A Vida do João de Chica da Silva, o Contratador, no Tejuco

INTRODUÇÃO

Conforme registrado no artigo “Cenário da Vida de Chica da Silva”, por ficar muito extenso a narrativa sobre o casal Chica da Silva e o Contrador de Diamantes, as informações seriam divididas em três artigos.

O primeiro, “Cenário da Vida de Chica da Silva”, o segundo “Chica da Silva” e um terceiro, “O Contratador de Diamantes” que, pela mesma razão de ficar muito extenso, dividimo-lo em outros três: “A importância do pai na vida do Contratador”; A vida do Contratador no Tejuco”; e “O retorno do Contratador a Lisboa e a separação de Chica.”

Pelo fato desses artigos estarem inter-relacionados, é indispensável para melhor entendimento a leitura do primeiro, de forma que nos apropriemos dos costumes praticados no Distrito de Diamantina, na capitania das Minas Gerais da Colônia, onde viveu o casal escolhido, para símbolo da mestiçagem em preto e branco, que é o objeto de nosso trabalho de 2014/15.

Reafirmamos que, por ter sido o livro “Chica da Silva e o Contratador de Diamantes” de autoria de Júnia Ferreira Furtado, o mais convincente encontrado em nossa pesquisa, a maioria das informações registradas neste artigo tem essa obra como fonte.

Neste artigo, “A vida do Contratador no Tejuco”, continuação do anterior, “A importância do pai na vida do Contratador”, o objetivo é informar sobre: a atuação na gestão dos contratos, a compra, alforria e a união com Chica da Silva; e a atuação marcante na sociedade Tejucana. Além disso, sua coragem em contrariar as expectativas depositadas no jovem “bom partido” e construir vida estável, como se fosse casado com a ex escrava Chica da Silva.

O JOVEM DESEMBARGADOR CHEGA AO TEJUCO

O quarto contrato diamantino entrou em vigor em janeiro de 1753. João Fernandes Oliveira, o pai, preferiu continuar em Portugal e decidiu enviar o filho, para cuidar diretamente da exploração dos diamantes no Tejuco.

§ Enunciado 1
Transcreva do texto sobre o Contratador no Tejuco o trecho que começa em "A Vida do João" e termina em "em três artigos.".
§ Enunciado 2
Traduza para o inglês a seguinte frase do texto sobre o Contratador no Tejuco: "O quarto contrato diamantino entrou em vigor em janeiro de 1753."
§ Enunciado 3
Dê continuidade ao texto sobre o Contratador no Tejuco a partir da última frase apresentada.
A listagem provém de uma fonte diferente da do texto sobre o Contratador no Tejuco.

§ Extrato de dados
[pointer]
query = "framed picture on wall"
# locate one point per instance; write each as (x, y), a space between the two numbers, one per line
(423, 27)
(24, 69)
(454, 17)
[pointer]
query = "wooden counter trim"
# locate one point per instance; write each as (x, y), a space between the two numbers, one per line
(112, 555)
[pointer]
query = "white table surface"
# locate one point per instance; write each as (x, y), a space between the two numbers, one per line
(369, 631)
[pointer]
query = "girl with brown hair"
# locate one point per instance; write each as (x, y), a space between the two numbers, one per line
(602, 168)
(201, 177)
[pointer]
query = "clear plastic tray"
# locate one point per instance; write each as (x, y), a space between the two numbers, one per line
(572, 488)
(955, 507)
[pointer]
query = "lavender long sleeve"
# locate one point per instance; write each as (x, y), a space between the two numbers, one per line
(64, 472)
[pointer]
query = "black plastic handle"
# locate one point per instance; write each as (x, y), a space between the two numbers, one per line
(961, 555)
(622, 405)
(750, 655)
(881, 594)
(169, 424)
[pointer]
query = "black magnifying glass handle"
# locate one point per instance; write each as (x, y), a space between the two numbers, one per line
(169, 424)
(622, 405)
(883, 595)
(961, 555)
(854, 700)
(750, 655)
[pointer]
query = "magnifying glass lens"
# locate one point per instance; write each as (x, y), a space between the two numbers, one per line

§ Espaço de resposta 1
A Vida do João de Chica da Silva, o Contratador, no Tejuco

INTRODUÇÃO

Conforme registrado no artigo “Cenário da Vida de Chica da Silva”, por ficar muito extenso a narrativa sobre o casal Chica da Silva e o Contrador de Diamantes, as informações seriam divididas em três artigos.

§ Espaço de resposta 2
The fourth diamond contract went into effect in January 1753.

§ Espaço de resposta 3
O jovem desembargador, deixando para trás a carreira eclesiástica para a qual também se habilitara, mas ficara inconclusa, saiu do porto de Lisboa a fim de representar o pai na condução do novo contrato. Era um rapaz, cuja trajetória, cuidadosamente planejada por seu pai, visava ascensão e reconhecimento social.

Enquanto isso, os acontecimentos se precipitavam no Tejuco: prisão do Contratador anterior e de seus sócios e a destituição do Intendente dos Diamantes. Prudente, passou alguns dias no Rio de Janeiro, para se recuperar da travessia marítima e esperar as definições no arraial do Tejuco.

Foi em agosto de 1753, que o jovem desembargador João Fernandes de Oliveira chegou ao Tejuco, para representar seu pai, o sargento-mor João Fernandes de Oliveira que, do Reino, havia arrematado o quarto contrato dos diamantes.

A ATUAÇÃO NA GESTÃO DOS CONTRATOS

João Fernandes chegou ao arraial no início de setembro e, no dia 5, tomou posse o novo Intendente dos Diamantes, Tomás Robi de Barros Barreto, que recebera ordens de se entender com o Contratador dos Diamantes, pois as desavenças entre os antigos ocupantes desses cargos acarretaram prejuízos enormes à Coroa.

Tão logo assumiu seu posto, o Intendente dos Diamantes tratou de conhecer o Contratador e seus sócios.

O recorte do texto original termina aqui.